_What you are asked to do_.
Count the lines in the records below that contain the string "domed", with case counted, and give only that number.

(Coordinate labeling data)
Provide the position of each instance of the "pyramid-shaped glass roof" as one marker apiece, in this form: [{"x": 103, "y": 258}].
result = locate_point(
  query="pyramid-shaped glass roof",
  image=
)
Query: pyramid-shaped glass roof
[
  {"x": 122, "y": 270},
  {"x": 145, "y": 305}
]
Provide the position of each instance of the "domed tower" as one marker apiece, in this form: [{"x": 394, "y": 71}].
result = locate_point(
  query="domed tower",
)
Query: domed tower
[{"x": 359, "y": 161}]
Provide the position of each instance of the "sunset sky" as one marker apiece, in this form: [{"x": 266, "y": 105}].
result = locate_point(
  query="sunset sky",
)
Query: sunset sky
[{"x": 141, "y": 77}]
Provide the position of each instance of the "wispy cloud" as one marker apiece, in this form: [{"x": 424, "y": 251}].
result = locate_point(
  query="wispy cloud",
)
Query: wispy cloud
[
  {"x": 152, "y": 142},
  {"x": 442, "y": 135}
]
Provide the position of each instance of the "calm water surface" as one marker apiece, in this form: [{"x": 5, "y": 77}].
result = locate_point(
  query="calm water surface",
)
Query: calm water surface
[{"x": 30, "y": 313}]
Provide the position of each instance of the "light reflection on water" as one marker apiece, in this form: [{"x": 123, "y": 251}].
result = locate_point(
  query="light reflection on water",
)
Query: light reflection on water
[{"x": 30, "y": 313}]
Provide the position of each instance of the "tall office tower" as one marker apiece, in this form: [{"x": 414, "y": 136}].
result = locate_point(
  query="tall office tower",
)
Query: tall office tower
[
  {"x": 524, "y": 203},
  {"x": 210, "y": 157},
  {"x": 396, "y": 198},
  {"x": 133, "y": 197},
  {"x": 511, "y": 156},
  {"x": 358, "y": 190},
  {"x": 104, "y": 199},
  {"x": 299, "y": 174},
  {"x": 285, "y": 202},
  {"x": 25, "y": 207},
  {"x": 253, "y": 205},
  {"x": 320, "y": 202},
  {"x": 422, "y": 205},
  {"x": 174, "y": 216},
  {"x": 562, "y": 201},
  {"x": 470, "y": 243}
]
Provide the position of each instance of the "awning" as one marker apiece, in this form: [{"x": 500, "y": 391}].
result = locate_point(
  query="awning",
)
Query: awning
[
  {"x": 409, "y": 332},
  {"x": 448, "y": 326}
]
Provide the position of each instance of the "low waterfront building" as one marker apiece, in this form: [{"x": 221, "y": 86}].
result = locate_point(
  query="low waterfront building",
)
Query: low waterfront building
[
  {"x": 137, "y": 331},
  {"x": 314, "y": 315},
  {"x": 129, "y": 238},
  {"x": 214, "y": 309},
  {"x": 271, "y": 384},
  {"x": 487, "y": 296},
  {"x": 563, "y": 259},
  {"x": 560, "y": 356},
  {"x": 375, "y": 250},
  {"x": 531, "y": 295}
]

_Result of this exercise_.
3